• List of tasks:
1. Copy the passage on triacontagonal numbers, beginning at "Below is the" and stopping after "bool istriacontagonal(int N)", and put "isTriacontagonal" in place of "istriacontagonal".
2. Extend the passage on triacontagonal numbers, starting right after its last line.

A Triacontagonal number is a class of figurate number. It has 30 – sided polygon called triacontagon. The N-th triacontagonal number count’s the 30 number of dots and all other dots are surrounding with a common sharing corner and make a pattern. The first few triacontagonol numbers are 1, 30, 87, 172 … 
 

Examples: 

Input: N = 30 
Output: Yes 
Explanation: 
Second triacontagonal number is 30.

Input: 32 
Output: No 

Approach: 

1. The Kth term of the triacontagonal number is given as: 
 

K^{th} Term = \frac{28*K^{2} - 26*K}{2}

2. As we have to check whether the given number can be expressed as a triacontagonal number or not. This can be checked as follows: 

=> N = \frac{28*K^{2} - 26*K}{2}

=> K = \frac{26 + \sqrt{224*N + 676}}{56}       

3. Finally, check the value computed using this formula is an integer, which means that N is a triacontagonal number.

Below is the implementation of the above approach:

C++

// C++ program to check whether a
// number is an triacontagonal
// number or not
#include <bits/stdc++.h>
using namespace std;
 
// Function to check whether a
// number is an triacontagonal
// number or not
bool istriacontagonal(int N)
{
    float n
        = (26 + sqrt(224 * N + 676))
          / 56;
 
    // Condition to check whether a
    // number is an triacontagonal
    // number or not
    return (n - (int)n) == 0;
}
 
// Driver Code
int main()

• Provided data:
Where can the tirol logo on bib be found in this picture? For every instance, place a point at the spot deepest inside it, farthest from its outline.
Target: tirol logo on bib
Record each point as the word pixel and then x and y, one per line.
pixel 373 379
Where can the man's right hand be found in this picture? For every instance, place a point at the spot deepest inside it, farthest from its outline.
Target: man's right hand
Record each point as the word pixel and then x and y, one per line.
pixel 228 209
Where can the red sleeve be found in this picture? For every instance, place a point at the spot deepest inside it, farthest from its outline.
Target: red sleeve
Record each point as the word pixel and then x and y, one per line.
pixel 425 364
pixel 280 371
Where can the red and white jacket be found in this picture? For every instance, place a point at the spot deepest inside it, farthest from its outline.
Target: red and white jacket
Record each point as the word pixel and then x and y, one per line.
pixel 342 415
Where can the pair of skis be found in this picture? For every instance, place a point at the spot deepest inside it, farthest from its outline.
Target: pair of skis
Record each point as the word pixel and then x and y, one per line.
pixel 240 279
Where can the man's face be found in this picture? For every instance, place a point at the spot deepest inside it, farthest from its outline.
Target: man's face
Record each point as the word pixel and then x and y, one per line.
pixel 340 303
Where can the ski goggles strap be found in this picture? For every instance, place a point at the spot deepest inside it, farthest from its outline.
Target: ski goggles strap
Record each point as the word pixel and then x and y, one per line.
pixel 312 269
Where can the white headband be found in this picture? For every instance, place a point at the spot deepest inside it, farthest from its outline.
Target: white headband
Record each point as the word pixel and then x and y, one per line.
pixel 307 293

• Final answers:
1.
Below is the implementation of the above approach:

C++

// C++ program to check whether a
// number is an triacontagonal
// number or not
#include <bits/stdc++.h>
using namespace std;
 
// Function to check whether a
// number is an triacontagonal
// number or not
bool isTriacontagonal(int N)

2.
{
     
    // Given number
    int i = 30;
 
    // Function call
    if (istriacontagonal(i)) {
        cout << "Yes";
    }
    else {
        cout << "No";
    }
    return 0;
}

                    

Java

// Java program to check whether a
// number is an triacontagonal
// number or not
class GFG{
 
// Function to check whether a
// number is an triacontagonal
// number or not
static boolean istriacontagonal(int N)
{
    float n = (float) ((26 + Math.sqrt(224 * N +
                                       676)) / 56);
     
    // Condition to check whether a
    // number is an triacontagonal
    // number or not
    return (n - (int)n) == 0;
}
 
// Driver code
public static void main(String[] args)
{
     
    // Given number
    int N = 30;
     
    // Function call
    if (istriacontagonal(N))
    {
        System.out.print("Yes");
    }
    else
    {
        System.out.print("No");
    }
}
}
 
// This code is contributed by shubham

                    

Python3

# Python3 program to check whether a
# number is an triacontagonal
# number or not
import math;
 
# Function to check whether a
# number is an triacontagonal
# number or not
def istriacontagonal(N):
 
    n = (26 + math.sqrt(224 * N + 676)) // 56;
 
    # Condition to check whether a
    # number is an triacontagonal
    # number or not
    return (n - int(n)) == 0;
 
# Driver Code
 
# Given number
i = 30;
 
# Function call
if (istriacontagonal(i)):
    print("Yes");
else:
    print("No");
 
# This code is contributed by Code_Mech

                    

C#

// C# program to check whether a
// number is an triacontagonal
// number or not
using System;
class GFG{
 
// Function to check whether a
// number is an triacontagonal
// number or not
static bool istriacontagonal(int N)
{
    float n = (float)((26 + Math.Sqrt(224 * N +
                                      676)) / 56);
     
    // Condition to check whether a
    // number is an triacontagonal
    // number or not
    return (n - (int)n) == 0;
}
 
// Driver code
public static void Main(String[] args)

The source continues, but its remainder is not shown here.